**GOAL**
Repeat the material exactly as it appears.

[Collected data]
-=-=-
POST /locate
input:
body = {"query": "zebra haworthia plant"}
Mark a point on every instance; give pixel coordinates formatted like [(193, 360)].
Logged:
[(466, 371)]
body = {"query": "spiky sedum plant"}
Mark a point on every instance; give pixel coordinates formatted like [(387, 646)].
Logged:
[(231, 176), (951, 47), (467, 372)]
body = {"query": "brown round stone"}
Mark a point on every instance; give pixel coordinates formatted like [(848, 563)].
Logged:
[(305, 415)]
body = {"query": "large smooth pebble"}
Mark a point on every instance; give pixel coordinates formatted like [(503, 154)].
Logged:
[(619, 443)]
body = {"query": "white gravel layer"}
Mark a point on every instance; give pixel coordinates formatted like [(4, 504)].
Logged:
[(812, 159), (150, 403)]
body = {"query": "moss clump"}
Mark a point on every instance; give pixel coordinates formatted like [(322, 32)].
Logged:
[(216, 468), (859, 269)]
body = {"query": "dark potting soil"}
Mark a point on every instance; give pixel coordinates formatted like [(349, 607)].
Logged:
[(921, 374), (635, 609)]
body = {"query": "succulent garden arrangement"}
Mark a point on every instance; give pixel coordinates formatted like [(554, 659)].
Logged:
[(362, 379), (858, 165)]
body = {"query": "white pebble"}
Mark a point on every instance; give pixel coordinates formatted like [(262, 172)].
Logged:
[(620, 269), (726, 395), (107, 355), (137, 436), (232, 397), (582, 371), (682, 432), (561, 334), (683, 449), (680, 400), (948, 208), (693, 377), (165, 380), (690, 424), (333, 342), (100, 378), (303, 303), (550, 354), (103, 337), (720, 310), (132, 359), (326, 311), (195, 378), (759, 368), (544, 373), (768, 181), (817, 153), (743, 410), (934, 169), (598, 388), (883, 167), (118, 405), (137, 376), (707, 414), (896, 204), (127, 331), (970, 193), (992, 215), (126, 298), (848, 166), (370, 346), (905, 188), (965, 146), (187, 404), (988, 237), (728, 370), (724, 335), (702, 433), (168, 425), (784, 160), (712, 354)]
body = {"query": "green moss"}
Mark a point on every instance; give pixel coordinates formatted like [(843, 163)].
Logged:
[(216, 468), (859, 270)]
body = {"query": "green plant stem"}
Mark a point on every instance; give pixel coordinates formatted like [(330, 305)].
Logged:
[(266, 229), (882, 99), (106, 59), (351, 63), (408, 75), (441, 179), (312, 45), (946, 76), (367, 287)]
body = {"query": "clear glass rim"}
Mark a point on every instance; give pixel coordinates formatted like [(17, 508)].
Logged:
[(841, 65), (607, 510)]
-=-=-
**FINAL ANSWER**
POST /locate
input:
body = {"query": "zebra haworthia plant"}
Mark a point on every instance; give pixel coordinates formatted like [(193, 360)].
Logged:
[(466, 371)]
body = {"query": "spiky sedum plant"}
Mark a point on every instance; give pixel coordinates formatted like [(387, 646)].
Logged:
[(231, 176), (951, 47), (467, 372)]
body = {"query": "brown round stone"}
Mark a point on every instance; give pixel coordinates formatted like [(848, 563)].
Logged:
[(305, 415)]
body = {"query": "large smooth pebble"}
Mark a point on every instance; give pixel coordinates formatted like [(503, 154)].
Logged:
[(619, 443)]
body = {"query": "white gravel layer"}
Mark a point on every instance; give pixel coordinates formatted like [(4, 504)].
Logged:
[(812, 159), (150, 403)]
body = {"query": "moss clump"}
Mark a point on every instance; give pixel coordinates formatted like [(322, 32)].
Logged:
[(216, 468), (859, 269)]
body = {"query": "dark potting soil"}
Mark a point on every instance; give pixel coordinates formatted like [(349, 607)].
Logged:
[(921, 374), (635, 609)]
body = {"query": "succulent garden arrangement"}
Mark a point on every instance; give pixel coordinates formatted like [(554, 659)].
Logged:
[(362, 379), (858, 165)]
body = {"query": "white pebble"}
Mark a point on every instance; give pixel coordinates formatted like [(262, 172)].
Logged:
[(620, 269), (726, 395), (107, 355), (137, 436), (232, 397), (582, 371), (682, 432), (561, 334), (683, 449), (680, 400), (948, 208), (693, 377), (165, 380), (690, 424), (333, 342), (100, 378), (303, 303), (550, 354), (103, 337), (720, 310), (132, 359), (326, 311), (195, 378), (759, 368), (544, 373), (768, 181), (817, 153), (743, 410), (934, 169), (598, 388), (883, 167), (118, 405), (137, 376), (707, 414), (896, 204), (127, 331), (970, 193), (992, 215), (126, 298), (848, 166), (370, 346), (905, 188), (965, 146), (187, 404), (988, 237), (728, 370), (724, 335), (702, 433), (168, 425), (784, 160), (712, 354)]
body = {"query": "green moss"}
Mark a point on every instance; give pixel coordinates formatted like [(843, 163)].
Logged:
[(216, 468), (859, 270)]
body = {"query": "green plant stem"}
Mark a point on every instance; give pixel coordinates formatted like [(330, 305)].
Logged:
[(266, 229), (882, 99), (106, 59), (351, 63), (408, 75), (441, 179), (312, 45), (946, 76), (367, 287)]
body = {"query": "clear glass rim"}
Mark a point on every instance; give pixel coordinates formatted like [(17, 508)].
Logged:
[(841, 65), (607, 510)]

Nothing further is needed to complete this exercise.